Given data:

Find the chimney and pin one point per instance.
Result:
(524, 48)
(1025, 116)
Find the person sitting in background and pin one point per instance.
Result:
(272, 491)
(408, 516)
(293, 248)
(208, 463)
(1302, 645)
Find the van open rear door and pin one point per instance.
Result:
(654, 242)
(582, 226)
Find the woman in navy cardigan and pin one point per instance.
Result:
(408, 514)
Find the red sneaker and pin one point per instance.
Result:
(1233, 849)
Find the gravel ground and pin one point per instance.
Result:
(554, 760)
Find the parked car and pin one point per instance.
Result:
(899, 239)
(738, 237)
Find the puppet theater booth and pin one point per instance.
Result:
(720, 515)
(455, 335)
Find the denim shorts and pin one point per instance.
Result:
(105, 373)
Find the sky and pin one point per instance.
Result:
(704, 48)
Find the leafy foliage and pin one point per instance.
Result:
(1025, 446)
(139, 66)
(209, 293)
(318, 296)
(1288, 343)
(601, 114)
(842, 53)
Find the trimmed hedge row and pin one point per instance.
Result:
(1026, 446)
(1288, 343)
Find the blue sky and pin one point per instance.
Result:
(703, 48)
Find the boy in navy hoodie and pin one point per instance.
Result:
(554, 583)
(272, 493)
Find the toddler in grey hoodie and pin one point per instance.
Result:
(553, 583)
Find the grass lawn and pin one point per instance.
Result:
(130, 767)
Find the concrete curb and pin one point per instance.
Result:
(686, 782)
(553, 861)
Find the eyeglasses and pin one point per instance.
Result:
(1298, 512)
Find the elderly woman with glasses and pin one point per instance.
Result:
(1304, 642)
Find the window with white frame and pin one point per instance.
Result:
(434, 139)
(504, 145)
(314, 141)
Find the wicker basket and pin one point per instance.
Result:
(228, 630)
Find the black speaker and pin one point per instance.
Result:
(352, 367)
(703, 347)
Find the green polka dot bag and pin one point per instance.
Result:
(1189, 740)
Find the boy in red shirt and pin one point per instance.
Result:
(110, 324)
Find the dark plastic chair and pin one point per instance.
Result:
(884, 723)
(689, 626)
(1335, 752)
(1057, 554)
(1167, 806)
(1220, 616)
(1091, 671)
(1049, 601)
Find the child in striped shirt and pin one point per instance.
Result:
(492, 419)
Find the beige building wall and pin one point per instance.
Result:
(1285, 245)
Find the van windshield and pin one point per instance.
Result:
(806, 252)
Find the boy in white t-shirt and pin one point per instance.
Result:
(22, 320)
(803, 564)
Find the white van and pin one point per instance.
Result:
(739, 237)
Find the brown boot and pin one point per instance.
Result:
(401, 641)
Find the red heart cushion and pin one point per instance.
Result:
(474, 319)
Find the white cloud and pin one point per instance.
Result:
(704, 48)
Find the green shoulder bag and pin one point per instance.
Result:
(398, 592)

---

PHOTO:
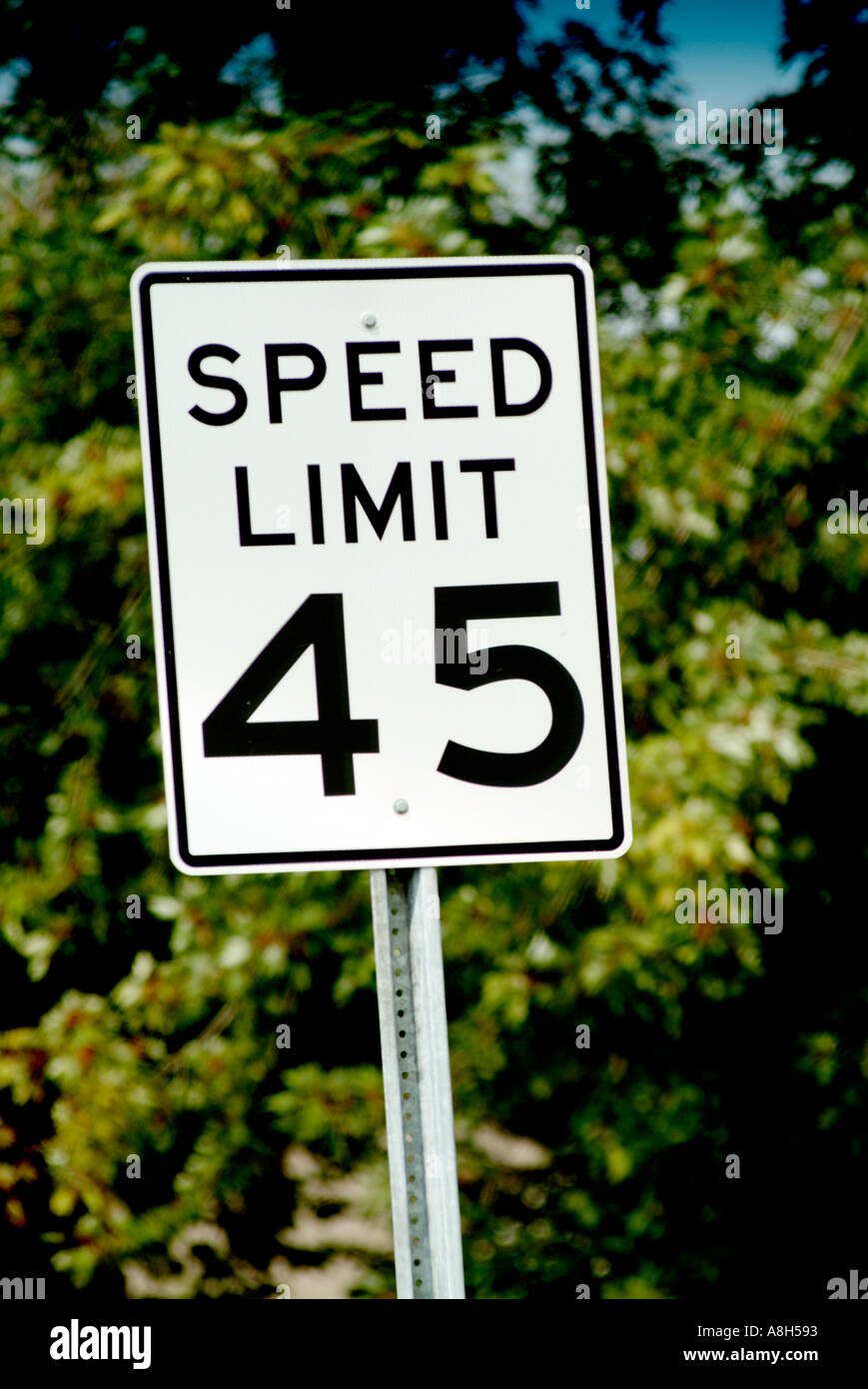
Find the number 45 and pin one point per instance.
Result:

* * *

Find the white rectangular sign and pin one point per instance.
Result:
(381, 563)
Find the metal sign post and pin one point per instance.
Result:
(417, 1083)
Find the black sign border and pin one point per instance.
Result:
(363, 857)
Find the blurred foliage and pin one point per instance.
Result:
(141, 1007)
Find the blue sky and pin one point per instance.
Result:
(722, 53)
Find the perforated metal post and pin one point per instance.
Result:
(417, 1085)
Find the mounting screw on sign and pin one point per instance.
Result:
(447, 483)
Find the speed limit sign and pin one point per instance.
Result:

Prompt: Begin at the line that has "Find the green polka" and stop after the line that has "(1285, 245)". Give those items again with "dark plastic chair" replaced by "black folding chair" and nothing else changed.

Exercise result:
Find the green polka dot bag and pin one point per instance.
Result:
(1189, 740)
Find the boy in red shirt and pin one point per instance.
Result:
(110, 324)
Find the black folding chair and pin one point per instance.
Result:
(884, 723)
(689, 626)
(1335, 752)
(1057, 554)
(1167, 806)
(1220, 616)
(1091, 671)
(1049, 601)
Find the child in striped shirt and pin one point per instance.
Result:
(492, 419)
Find the beige building wall and pin one point per instance.
Result:
(1285, 245)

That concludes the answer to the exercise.